Activities:
(a) List each abbreviation that the Kozhikode crash article spells out, along with its full form.
(b) Reproduce part of the Kozhikode crash article word for word, starting with "According to the" and going on through "enhancement,’ it said.".

Document section:

..........

Kozhikode: Final investigations into the Air India Express crash that occurred in Kozhikode in 2020 in which 21 people were killed concluded that the pilots of the aircraft had probably violated the Standard Operating Procedure while landing. It was also noted in the report by the Aircraft Accident Investigation Bureau (AAIB) that systemic failures contributed to the accident.
‘The probable cause of the accident was the non-adherence to SOP by the PF (Pilot Flying), wherein, he continued an unstabilised approach and landed beyond the touchdown zone, half way down the runway, in spite of ‘Go Around’ call by PM (Pilot Monitoring) which warranted a mandatory ‘Go Around’ and the failure of the PM to take over controls and execute a ‘Go Around’,’ the report noted.
On August 7, 2020, an Air India Express Boeing 737 traveling home from Dubai with Indians stranded during the Covid-19 pandemic overshot the runway in heavy rain, skidded off the tabletop runway and crashed nose-first into the ground. The flight carried 190 passengers and nine crew members. 21 people were killed, making it the country’s deadliest commercial aviation disaster in a decade. In 2010, another Air India Express flight from Dubai overshot Mangaluru’s table-top runway. It slid down a hill and killed 158 people. ‘A large number of similar accidents/incidents that have continued to take place, more so in AIXL (Air India Express Ltd), reinforce existing systemic failures within the aviation sector. These usually occur due to prevailing safety culture that give rise to errors, mistakes and violation of routine tasks performed by people operating within the system,’ the report said.
According to the report, the pilot (in command) was guided by a ‘misplaced motivation to land back at Kozhikode to operate next day morning flight AXB 1373.’ Furthermore, the report noted that low visibility and suboptimal windshield wiper performance during rain could lead to errors in distance perception and depth perception due to visual illusions. ‘The AIXL pilot training program lacked effectiveness and did not impart the requisite skills for performance enhancement,’ it said.
The AAIB appointed a team of five investigators to lead the probe in August last year.

..........

Collected data:

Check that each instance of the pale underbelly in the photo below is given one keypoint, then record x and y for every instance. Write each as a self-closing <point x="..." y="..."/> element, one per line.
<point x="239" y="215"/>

..........

Task answers:
(a)
AAIB: Aircraft Accident Investigation Bureau
SOP: Standard Operating Procedure
PF: Pilot Flying
PM: Pilot Monitoring
AIXL: Air India Express Ltd

(b)
According to the report, the pilot (in command) was guided by a ‘misplaced motivation to land back at Kozhikode to operate next day morning flight AXB 1373.’ Furthermore, the report noted that low visibility and suboptimal windshield wiper performance during rain could lead to errors in distance perception and depth perception due to visual illusions. ‘The AIXL pilot training program lacked effectiveness and did not impart the requisite skills for performance enhancement,’ it said.